→ Task 1: Reproduce the passage of the Hong Kong travel post starting at "Whizzing faster than" and ending at "my aunt’s apartment.".
→ Task 2: According to the Hong Kong travel post, why were the writer and aunt Amy still able to recognize each other at the airport?

Day 1 in Hong Kong: Adorable Kittens and A Japanese Izakaya Buffet
Flying from JFK to Hong Kong International was a long and sort of exciting. It’s my first solo international flight that lasted for nearly 16 hours and I haven’t been to Hong Kong ever since I was 6 years old!
My aunt Amy picked my slightly-jet lagged self up from Hong Kong International Airport. Thankfully, the last time we actually seen each other was two years ago, so we can still recognize each other. We hugged each other and talked about my plane ride. The awful thing on my end is my horrible Cantonese. Understand almost everything said to me but my brain can’t come up with a complex sentence.
We walked over to what looked like a train platform, shielded in glass, and we took the Airport Express train to Hong Kong. As confusing as it might sound, the airport is 24 miles away from the city.
Whizzing faster than the speed of sound (my ears popped several times during the train ride) through Tsing Yi and Kowloon’s station under 30 minutes, we hailed a cab to my aunt’s apartment.
Stepping out of the cab. Hauling my two large baggage into my aunt’s building and into its small elevator, we finally made it to her apartment. The first thing I’ve seen was my uncle and then… [points down]
I’ve never seen so many cats and kittens (saw about six that evening) in one room, in person, and in my life. They’re all SOO CUTE and I petted a few of them. But reality sank back to me as I saw the kitties start to make themselves comfortable on my personal luggage. I had to scoot them off and roll it over to the room my aunt said I’ll be staying in and greet my uncle’s parents.

→ Dataset excerpts:
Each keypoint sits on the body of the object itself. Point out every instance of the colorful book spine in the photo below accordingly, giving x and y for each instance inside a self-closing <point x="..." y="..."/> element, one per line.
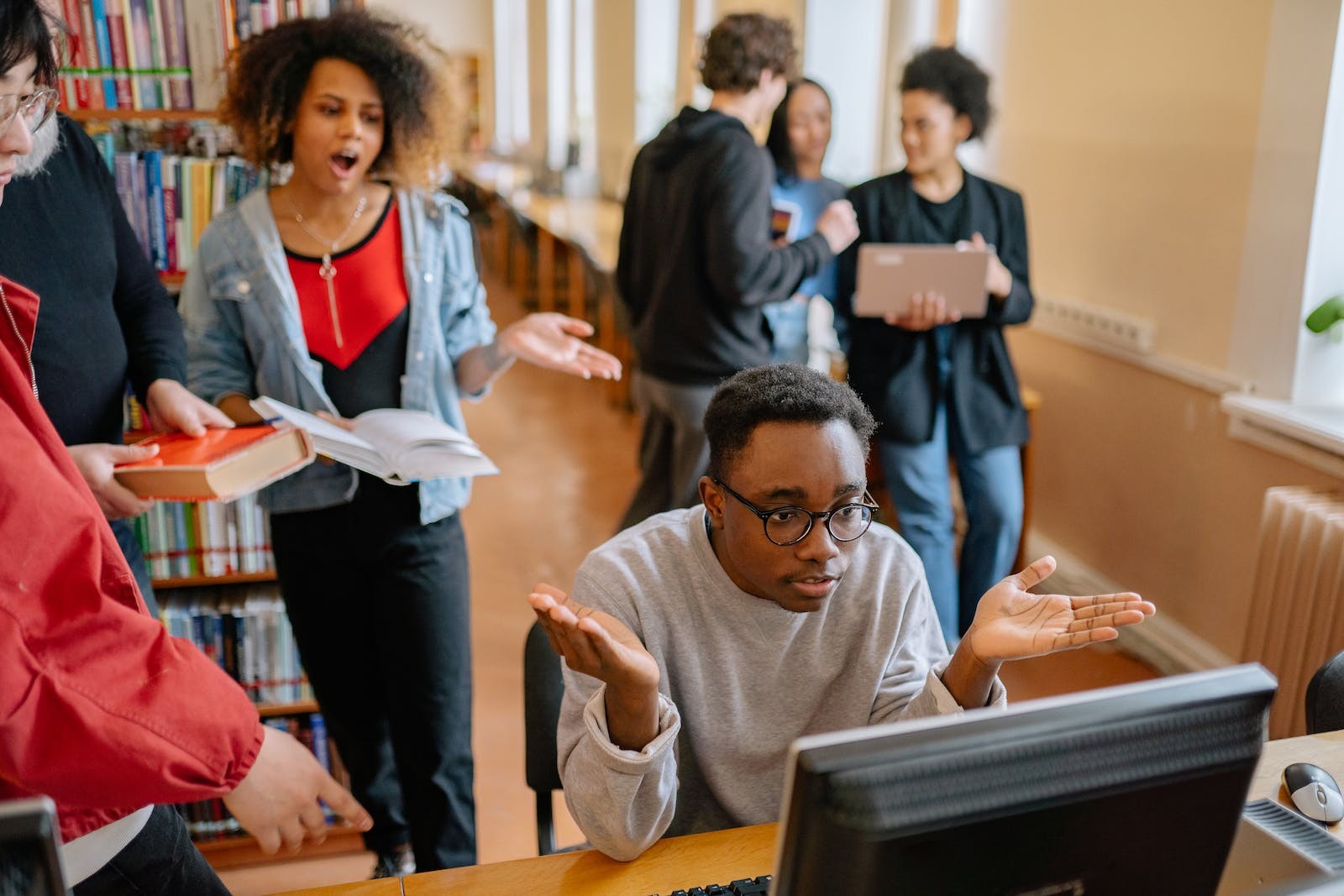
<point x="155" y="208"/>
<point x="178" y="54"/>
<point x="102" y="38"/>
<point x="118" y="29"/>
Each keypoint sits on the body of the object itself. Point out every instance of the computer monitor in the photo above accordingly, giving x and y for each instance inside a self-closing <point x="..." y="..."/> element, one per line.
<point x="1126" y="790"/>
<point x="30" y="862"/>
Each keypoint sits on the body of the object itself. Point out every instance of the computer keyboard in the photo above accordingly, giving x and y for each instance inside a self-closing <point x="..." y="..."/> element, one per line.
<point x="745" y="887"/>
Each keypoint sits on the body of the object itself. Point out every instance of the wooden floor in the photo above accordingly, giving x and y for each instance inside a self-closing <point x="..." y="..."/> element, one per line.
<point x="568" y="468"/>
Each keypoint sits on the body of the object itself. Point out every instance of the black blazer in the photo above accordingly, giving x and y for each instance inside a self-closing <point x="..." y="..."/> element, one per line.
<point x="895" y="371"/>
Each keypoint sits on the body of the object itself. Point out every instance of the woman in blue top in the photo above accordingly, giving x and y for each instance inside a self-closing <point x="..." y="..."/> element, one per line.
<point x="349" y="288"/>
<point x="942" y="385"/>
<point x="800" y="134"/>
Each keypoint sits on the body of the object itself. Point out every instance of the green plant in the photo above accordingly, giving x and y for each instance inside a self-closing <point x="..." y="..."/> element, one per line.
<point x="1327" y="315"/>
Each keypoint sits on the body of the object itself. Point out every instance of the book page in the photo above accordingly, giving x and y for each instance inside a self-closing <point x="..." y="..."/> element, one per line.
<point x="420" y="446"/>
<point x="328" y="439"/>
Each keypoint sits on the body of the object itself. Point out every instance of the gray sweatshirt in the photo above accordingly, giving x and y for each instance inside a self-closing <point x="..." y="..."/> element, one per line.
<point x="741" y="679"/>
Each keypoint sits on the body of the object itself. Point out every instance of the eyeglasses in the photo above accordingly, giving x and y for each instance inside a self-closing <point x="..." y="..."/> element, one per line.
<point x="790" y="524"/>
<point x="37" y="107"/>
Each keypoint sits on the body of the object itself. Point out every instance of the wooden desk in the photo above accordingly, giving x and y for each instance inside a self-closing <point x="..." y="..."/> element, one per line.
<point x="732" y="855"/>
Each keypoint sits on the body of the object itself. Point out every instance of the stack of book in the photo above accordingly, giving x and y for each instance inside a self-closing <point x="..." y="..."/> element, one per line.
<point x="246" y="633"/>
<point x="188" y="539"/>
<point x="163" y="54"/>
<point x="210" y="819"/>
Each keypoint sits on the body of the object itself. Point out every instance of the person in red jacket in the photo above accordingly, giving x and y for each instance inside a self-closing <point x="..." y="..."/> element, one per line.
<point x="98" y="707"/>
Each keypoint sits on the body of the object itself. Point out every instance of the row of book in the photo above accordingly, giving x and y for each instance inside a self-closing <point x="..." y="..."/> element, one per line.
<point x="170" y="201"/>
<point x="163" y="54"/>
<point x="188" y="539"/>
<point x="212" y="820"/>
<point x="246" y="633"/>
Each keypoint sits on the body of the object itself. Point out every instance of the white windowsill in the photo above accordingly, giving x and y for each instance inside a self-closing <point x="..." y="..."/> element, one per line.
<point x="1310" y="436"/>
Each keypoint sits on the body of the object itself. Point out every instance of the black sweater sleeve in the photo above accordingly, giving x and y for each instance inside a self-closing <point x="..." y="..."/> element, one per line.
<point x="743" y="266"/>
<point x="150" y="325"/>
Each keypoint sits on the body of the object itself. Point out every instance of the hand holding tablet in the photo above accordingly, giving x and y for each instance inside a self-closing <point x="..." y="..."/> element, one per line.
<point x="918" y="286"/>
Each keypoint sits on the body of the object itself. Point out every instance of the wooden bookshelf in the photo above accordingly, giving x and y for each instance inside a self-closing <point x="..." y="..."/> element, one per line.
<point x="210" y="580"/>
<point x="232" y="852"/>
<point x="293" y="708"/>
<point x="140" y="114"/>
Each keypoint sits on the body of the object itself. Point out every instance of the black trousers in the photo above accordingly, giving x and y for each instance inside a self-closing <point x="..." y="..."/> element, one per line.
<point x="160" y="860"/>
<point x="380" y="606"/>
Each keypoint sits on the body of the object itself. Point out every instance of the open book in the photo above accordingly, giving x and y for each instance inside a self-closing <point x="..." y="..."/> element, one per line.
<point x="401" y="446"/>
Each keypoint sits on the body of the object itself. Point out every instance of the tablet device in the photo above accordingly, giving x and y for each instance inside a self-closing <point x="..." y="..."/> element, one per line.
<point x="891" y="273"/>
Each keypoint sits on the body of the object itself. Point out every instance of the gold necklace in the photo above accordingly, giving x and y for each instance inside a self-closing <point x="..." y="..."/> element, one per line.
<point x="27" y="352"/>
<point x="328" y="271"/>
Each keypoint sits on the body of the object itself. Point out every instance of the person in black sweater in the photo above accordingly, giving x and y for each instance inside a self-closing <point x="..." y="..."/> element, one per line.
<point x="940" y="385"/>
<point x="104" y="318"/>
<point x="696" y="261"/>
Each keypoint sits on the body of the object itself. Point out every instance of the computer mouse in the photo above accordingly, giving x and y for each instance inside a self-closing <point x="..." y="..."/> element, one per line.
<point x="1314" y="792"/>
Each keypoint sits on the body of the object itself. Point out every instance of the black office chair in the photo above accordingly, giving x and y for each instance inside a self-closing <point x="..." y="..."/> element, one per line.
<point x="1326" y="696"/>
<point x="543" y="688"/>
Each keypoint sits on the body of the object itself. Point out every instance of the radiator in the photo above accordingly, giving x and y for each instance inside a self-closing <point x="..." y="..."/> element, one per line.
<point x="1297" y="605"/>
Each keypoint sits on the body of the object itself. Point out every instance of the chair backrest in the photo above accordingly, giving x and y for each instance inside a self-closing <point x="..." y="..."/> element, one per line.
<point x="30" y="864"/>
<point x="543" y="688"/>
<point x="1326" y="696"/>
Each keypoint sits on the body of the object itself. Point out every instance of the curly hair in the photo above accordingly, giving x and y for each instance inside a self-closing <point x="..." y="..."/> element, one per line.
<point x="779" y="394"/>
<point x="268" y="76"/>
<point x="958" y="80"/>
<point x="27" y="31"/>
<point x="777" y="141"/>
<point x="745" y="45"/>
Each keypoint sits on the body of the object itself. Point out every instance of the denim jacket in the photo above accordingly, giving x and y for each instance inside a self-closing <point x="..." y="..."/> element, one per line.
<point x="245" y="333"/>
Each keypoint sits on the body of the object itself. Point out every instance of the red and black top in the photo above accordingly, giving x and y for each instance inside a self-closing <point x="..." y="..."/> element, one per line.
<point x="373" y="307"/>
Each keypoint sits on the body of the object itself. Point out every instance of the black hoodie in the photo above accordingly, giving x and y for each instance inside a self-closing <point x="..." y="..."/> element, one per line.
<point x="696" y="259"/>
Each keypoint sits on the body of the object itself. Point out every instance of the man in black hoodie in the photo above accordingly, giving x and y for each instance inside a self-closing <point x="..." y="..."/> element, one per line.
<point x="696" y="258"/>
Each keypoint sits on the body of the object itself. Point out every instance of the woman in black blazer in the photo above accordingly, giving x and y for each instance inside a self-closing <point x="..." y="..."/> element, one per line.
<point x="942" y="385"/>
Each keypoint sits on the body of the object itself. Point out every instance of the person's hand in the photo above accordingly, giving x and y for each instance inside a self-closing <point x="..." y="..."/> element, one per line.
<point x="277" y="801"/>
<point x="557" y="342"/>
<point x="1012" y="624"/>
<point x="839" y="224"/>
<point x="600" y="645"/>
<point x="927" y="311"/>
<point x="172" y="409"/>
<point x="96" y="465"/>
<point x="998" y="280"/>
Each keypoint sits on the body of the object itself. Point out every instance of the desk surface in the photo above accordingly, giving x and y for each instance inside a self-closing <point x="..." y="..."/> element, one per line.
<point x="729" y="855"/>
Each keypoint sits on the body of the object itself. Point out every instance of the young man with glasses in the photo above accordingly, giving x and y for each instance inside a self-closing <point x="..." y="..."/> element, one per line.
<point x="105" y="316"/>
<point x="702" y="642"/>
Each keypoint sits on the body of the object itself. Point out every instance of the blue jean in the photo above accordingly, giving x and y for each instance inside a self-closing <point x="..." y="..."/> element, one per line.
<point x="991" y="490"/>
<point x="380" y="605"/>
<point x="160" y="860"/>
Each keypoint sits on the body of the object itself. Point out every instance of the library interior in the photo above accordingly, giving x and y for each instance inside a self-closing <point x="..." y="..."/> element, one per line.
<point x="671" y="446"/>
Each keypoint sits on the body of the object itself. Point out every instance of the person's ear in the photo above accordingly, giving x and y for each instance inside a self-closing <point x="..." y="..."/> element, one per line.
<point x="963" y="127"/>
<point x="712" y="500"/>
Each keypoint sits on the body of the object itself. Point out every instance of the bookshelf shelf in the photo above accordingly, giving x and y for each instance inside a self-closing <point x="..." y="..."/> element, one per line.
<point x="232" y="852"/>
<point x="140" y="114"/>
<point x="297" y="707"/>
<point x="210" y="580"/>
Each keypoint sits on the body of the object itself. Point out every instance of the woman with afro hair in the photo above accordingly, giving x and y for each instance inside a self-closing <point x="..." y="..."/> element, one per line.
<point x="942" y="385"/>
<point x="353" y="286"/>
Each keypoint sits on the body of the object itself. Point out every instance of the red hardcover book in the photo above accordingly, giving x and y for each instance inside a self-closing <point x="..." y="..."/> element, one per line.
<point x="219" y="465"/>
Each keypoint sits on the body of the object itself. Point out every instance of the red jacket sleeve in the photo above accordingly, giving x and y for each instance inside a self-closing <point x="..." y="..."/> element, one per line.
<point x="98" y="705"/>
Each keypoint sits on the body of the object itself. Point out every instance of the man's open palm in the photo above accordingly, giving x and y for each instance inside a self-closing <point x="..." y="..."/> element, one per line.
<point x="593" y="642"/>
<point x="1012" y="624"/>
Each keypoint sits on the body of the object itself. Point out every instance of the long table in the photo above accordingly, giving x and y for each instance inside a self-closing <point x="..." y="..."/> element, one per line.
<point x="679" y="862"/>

→ Expected answer 1:
Whizzing faster than the speed of sound (my ears popped several times during the train ride) through Tsing Yi and Kowloon’s station under 30 minutes, we hailed a cab to my aunt’s apartment.

→ Expected answer 2: They had last seen each other only two years earlier, so they could still recognize each other.